*Directions for this task*. Print the data exactly as it appears, keeping every word.

Start of Data provided

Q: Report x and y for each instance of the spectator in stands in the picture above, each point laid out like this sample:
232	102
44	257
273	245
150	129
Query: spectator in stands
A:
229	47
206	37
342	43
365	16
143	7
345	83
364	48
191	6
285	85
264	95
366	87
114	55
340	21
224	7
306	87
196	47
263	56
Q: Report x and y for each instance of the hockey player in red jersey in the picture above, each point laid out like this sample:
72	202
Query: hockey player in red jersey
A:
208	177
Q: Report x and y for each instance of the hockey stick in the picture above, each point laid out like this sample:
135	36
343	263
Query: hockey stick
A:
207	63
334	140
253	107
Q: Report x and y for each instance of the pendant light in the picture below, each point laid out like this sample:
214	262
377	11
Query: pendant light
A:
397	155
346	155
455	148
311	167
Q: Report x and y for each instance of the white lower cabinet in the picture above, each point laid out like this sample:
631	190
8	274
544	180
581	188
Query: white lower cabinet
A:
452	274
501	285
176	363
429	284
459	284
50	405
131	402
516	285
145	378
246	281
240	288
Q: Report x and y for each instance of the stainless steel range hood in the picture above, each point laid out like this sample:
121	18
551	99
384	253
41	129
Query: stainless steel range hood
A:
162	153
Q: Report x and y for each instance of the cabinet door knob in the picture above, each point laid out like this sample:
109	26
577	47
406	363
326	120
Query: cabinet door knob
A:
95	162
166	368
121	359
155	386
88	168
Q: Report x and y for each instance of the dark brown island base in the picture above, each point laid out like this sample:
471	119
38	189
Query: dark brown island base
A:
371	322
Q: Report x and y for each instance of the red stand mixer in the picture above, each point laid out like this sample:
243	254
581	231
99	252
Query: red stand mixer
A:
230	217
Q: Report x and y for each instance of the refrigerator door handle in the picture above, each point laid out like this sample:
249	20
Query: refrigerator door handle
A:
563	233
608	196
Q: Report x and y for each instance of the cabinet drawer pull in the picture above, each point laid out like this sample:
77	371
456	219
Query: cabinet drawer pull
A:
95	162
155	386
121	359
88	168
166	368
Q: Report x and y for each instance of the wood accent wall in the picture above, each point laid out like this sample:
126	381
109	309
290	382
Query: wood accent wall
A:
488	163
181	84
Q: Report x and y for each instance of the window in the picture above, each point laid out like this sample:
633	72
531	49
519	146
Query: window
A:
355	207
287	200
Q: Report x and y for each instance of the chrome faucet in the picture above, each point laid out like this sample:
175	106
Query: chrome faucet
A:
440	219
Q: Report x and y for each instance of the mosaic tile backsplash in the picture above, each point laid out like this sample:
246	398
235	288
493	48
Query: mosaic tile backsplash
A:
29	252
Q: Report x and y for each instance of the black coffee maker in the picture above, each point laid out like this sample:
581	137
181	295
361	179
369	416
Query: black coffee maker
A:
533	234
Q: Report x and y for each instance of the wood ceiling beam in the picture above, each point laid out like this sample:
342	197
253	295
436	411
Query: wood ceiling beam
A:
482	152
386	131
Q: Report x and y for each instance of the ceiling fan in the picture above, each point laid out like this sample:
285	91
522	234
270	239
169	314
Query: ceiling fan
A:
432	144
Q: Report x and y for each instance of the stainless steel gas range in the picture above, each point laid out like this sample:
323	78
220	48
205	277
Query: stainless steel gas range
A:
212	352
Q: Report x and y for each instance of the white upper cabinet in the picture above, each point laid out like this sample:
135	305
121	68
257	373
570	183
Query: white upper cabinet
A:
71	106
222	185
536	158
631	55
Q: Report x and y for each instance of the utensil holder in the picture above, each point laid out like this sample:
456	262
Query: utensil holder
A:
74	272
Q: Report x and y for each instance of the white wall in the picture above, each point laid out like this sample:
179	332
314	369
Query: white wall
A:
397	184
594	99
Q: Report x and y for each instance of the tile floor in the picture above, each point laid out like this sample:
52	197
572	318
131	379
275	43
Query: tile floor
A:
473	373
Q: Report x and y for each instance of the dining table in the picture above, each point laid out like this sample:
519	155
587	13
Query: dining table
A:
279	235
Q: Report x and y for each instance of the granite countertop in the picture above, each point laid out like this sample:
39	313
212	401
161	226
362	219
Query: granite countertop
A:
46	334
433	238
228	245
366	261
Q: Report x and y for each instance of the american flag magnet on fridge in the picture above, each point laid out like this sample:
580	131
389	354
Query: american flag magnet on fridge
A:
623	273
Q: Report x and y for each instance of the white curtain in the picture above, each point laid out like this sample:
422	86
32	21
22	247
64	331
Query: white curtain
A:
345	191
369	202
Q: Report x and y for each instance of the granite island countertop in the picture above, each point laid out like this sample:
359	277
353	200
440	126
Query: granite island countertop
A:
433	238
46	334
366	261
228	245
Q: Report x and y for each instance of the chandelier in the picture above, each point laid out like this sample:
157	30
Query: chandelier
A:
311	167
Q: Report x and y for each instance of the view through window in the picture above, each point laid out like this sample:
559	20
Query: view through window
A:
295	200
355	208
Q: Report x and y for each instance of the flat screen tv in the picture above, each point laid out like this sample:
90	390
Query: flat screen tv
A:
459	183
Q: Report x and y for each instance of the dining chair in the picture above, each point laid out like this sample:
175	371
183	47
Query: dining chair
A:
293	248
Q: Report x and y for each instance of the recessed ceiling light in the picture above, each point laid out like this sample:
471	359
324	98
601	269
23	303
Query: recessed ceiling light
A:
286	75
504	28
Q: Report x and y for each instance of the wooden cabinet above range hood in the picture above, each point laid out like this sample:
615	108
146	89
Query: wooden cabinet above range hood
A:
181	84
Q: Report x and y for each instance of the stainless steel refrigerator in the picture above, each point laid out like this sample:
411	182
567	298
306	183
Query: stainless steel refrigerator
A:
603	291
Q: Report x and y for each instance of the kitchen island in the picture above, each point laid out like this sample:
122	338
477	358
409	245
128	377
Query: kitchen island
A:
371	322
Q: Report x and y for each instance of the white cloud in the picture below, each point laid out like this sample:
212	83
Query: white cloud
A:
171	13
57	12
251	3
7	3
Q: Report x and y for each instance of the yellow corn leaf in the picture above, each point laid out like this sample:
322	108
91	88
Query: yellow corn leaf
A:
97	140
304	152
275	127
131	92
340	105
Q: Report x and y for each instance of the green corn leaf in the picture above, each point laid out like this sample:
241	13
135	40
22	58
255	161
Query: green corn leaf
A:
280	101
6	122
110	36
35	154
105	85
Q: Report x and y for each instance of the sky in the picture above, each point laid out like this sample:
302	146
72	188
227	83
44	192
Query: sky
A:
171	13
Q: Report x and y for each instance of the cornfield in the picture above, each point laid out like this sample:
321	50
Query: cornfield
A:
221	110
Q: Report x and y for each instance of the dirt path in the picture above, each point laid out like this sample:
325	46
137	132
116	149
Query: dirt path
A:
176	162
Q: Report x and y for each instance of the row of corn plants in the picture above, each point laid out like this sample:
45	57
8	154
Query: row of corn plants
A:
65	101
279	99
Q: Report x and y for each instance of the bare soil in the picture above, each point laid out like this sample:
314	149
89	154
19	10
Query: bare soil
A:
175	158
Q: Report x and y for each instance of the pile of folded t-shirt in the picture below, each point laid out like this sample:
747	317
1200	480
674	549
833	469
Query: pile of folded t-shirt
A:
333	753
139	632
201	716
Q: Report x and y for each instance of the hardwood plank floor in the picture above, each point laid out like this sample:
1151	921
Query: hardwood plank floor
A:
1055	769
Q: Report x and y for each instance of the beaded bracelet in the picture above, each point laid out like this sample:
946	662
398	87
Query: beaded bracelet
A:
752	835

End of Data provided

*Expected answer*.
Q: Report x and y for each instance of the spectator in stands in the picture above, each point laid out like this sample:
232	102
44	257
273	245
150	129
Query: spectator in stands
A:
229	47
206	37
342	43
365	16
143	7
345	83
364	48
191	6
285	85
264	95
366	87
114	55
340	21
224	7
306	87
196	47
263	56
Q: Report x and y for each instance of the hockey player in red jersey in the picture above, each point laid out like this sample:
72	202
Query: hockey player in red jersey
A:
208	177
Q: Report x and y for each instance of the hockey stick in the picture above, each point laid out like this sample:
135	36
343	263
Query: hockey stick
A:
207	63
334	140
253	107
Q: Report x and y for each instance of the pendant light in the picture below, each point laid out like this sample:
214	262
377	11
Query: pendant light
A:
397	155
346	155
455	148
311	167
Q: Report x and y for each instance of the white lower cabinet in the picture above, each point laid out like this sample:
631	190
8	274
544	180
581	188
Query: white lower cabinet
A:
452	274
501	285
176	363
429	284
459	284
50	405
131	402
516	285
145	378
246	281
240	288
Q: Report x and y for each instance of the stainless steel range hood in the picture above, each point laid out like this sample:
121	18
551	99
384	253
41	129
Query: stainless steel range hood
A:
162	153
Q: Report x and y for each instance of the cabinet door knob in the picture above, each point laid out like this sample:
109	26
577	47
406	363
326	120
Query: cabinet door knob
A:
95	162
166	368
121	359
155	386
88	168
Q: Report x and y for each instance of the dark brown island base in the picture above, each point laid out like this sample:
471	119
38	189
Query: dark brown island base
A:
371	322
Q: Report x and y for each instance of the red stand mixer in the picture above, each point laid out like this sample:
243	254
581	231
99	252
Query: red stand mixer
A:
230	217
Q: Report x and y for each instance of the refrigerator door handle in the picture above, each point laid out like this sample:
249	20
Query: refrigerator door handle
A:
563	233
608	196
Q: Report x and y for each instance of the cabinet drawer pull in the picture above, each point laid out like this sample:
77	371
456	219
Query: cabinet drawer pull
A:
95	162
155	386
121	359
88	168
166	368
Q: Report x and y for each instance of the wood accent wall in the picture above, each point laid out like this sample:
126	381
109	309
290	382
Query: wood accent wall
A:
488	163
181	84
Q: Report x and y for each instance of the window in the picture above, each point laid out like this sample:
633	72
531	49
519	146
Query: window
A:
355	207
287	200
Q: Report x and y for each instance of the chrome faucet in the picture above, each point laid out like this sample:
175	106
Query: chrome faucet
A:
440	219
Q: Report x and y for each instance of the mosaic tile backsplash in the picture above, each point laid out like this sample:
246	398
235	288
493	48
Query: mosaic tile backsplash
A:
29	252
Q: Report x and y for each instance of the black coffee maker in the picture above, each point laid out like this sample:
581	137
181	295
361	179
369	416
Query: black coffee maker
A:
533	234
Q: Report x and y for each instance of the wood ceiling beam in the picture above, each point laid out like this sample:
342	197
253	295
436	411
Query: wood ceiling beam
A:
482	152
386	131
Q: Report x and y for each instance of the ceiling fan in the picture above, each point laid out like this sample:
285	91
522	234
270	239
169	314
Query: ceiling fan
A:
432	144
Q: Report x and y for each instance of the stainless steel gas range in the picture above, each point laid out like this sample:
323	78
220	48
205	277
Query: stainless steel gas range
A:
212	352
Q: Report x and y for each instance of the white upper cabinet in the picture above, each point laid out like this sample:
135	305
121	68
257	373
570	183
Query: white upper cabinet
A:
71	106
222	185
536	158
631	55
Q: Report x and y for each instance of the utensil holder in the picture above, each point laid out like this sample:
456	262
Query: utensil holder
A:
74	272
Q: Report x and y for each instance of the white wall in the picture above, each point laid out like this sample:
179	332
314	369
Query: white wall
A:
397	184
594	99
Q: Report x and y for each instance of the tile floor in the picture above, each point laid out like this sample:
52	197
572	318
131	379
275	43
Query: tile floor
A:
473	373
Q: Report x and y for each instance of the dining table in the picture above, each point laid out like this sample:
519	155
587	13
Query: dining table
A:
279	235
Q: Report x and y for each instance of the granite countertop in the picture above, each point laid out like this sample:
39	313
212	401
161	226
362	219
Query: granite countertop
A:
46	334
433	238
228	245
366	261
Q: Report x and y for each instance of the american flag magnet on fridge in the picture above, each point laid out like this sample:
580	131
389	354
Query: american flag magnet on fridge
A:
623	273
Q: Report x and y for each instance of the white curtain in the picture above, each point laid out like this sample:
422	86
32	21
22	247
64	331
Query: white curtain
A:
345	191
369	202
Q: Report x and y for each instance of the granite island countertop in the picture above, each point laid out like this sample:
359	277
353	200
440	126
Query: granite island countertop
A:
433	238
46	334
366	261
228	245
Q: Report x and y for each instance of the chandelier in the picture above, each point laid out like this sample:
157	30
Query: chandelier
A:
311	167
Q: Report x and y for each instance of the view through window in the picture above, each point laid out like this sample:
559	20
Query: view through window
A:
295	200
355	208
Q: Report x and y for each instance of the flat screen tv in the picture above, each point laid out like this sample:
90	390
Query: flat screen tv
A:
459	183
Q: Report x and y for each instance of the dining chair in the picture above, each point laid out like this sample:
175	371
183	47
Query: dining chair
A:
293	248
Q: Report x and y for each instance of the recessed ceiling light in the picture above, each point laid out like this sample:
471	359
324	98
601	269
23	303
Query: recessed ceiling light
A:
286	75
504	28
Q: Report x and y for each instance of the wooden cabinet above range hood in the picture above, each point laid out like this sample:
615	108
146	89
Query: wooden cabinet above range hood
A:
181	84
Q: Report x and y for each instance of the stainless steel refrigerator in the picture above, each point laid out like this sample:
411	182
567	298
306	183
Query: stainless steel refrigerator
A:
603	291
Q: Report x and y for each instance of the kitchen island in the picture above, each point laid out like this sample:
122	338
477	358
409	245
128	377
Query: kitchen island
A:
371	322
Q: Report x and y for each instance of the white cloud in the picture below, each point laid out like this sample:
212	83
Query: white cloud
A:
171	13
57	12
251	3
7	3
Q: Report x and y for each instance of the yellow corn leaf in the picture above, each point laid out like this sample:
322	108
91	88
Query: yellow corn leaf
A:
97	140
304	152
275	127
131	92
340	105
Q: Report x and y for each instance of the green corn leaf in the picture above, each point laid out like this sample:
241	13
135	40
22	58
255	161
Query: green corn leaf
A:
280	101
6	122
110	36
35	154
105	85
Q: Report x and y for each instance of the sky in the picture above, each point laid out like this sample:
302	146
72	188
227	83
44	192
Query: sky
A:
171	13
Q: Report x and y for each instance of the cornfield in the picture above, each point laid out like this sample:
321	50
Query: cornfield
A:
221	110
Q: Report x and y for each instance of the dirt path in the picture above, each point laid out like this sample:
325	46
137	132
116	149
Query: dirt path
A:
176	162
Q: Report x and y for each instance of the row of corn plants in the picture above, each point laid out like this sample:
45	57
8	154
Query: row of corn plants
A:
65	101
279	99
Q: Report x and y for each instance of the bare soil in the picture above, each point laid out like this sample:
314	149
89	154
19	10
Query: bare soil
A:
175	158
Q: Report x and y for each instance of the pile of folded t-shirt in the picture below, each point laid out like this sample:
747	317
1200	480
674	549
833	469
Query: pile of folded t-shirt
A:
333	753
139	632
201	716
Q: Report x and y for each instance of the hardwood plank floor in the picture above, each point laid out like this sample:
1151	921
Query: hardwood plank floor
A:
1055	769
Q: Report x and y for each instance of the beaded bracelet in the picture above, each point laid out like this sample:
946	662
398	87
Query: beaded bracelet
A:
752	835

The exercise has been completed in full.